▶ Work to complete
Search the entries below. Return every line that has "necktie" in it.

▶ Material shown
-- Opening Marker --

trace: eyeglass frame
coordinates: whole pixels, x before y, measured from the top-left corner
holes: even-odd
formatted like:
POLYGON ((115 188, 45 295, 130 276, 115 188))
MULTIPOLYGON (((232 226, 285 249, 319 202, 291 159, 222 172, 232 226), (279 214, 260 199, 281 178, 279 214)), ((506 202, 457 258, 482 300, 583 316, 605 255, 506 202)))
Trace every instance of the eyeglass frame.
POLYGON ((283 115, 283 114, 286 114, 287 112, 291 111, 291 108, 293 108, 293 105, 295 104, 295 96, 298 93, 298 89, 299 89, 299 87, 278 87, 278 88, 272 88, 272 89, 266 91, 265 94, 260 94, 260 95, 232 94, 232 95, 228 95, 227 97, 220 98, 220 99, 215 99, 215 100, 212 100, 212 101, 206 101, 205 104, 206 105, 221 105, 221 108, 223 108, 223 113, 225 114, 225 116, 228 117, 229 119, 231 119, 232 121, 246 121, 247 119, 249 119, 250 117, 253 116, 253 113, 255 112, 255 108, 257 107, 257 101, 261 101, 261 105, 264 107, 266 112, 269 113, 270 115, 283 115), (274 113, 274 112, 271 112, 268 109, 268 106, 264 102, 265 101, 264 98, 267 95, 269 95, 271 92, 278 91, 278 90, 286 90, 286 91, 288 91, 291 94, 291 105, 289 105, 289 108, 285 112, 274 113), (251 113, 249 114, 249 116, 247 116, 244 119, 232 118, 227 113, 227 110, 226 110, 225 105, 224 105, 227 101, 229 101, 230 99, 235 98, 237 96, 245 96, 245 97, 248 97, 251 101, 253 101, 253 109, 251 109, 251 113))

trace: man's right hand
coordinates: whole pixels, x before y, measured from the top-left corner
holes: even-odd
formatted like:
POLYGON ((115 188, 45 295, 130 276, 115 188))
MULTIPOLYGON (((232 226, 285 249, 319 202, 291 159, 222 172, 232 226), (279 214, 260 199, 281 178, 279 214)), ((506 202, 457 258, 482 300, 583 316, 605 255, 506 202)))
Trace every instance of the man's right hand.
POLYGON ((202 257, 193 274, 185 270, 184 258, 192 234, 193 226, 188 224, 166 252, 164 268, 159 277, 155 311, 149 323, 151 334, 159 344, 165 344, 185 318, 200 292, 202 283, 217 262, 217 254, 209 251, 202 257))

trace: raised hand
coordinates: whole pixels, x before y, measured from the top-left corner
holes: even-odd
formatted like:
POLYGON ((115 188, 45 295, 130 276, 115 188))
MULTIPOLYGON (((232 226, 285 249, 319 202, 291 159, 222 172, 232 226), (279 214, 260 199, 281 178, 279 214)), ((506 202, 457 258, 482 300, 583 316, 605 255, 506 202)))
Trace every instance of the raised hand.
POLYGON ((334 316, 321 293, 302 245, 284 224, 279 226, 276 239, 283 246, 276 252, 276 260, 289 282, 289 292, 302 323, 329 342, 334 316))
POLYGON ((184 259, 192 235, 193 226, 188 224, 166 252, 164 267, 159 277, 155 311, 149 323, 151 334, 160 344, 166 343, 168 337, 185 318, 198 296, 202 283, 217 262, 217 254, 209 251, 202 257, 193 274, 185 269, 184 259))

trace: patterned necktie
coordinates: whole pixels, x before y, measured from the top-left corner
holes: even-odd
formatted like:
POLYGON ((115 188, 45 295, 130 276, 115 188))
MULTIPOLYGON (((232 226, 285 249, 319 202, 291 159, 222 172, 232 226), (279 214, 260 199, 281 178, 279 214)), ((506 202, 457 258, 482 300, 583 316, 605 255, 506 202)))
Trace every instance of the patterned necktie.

-- Closing Marker --

▶ Solution
trace: patterned necktie
Trace every instance of the patterned necktie.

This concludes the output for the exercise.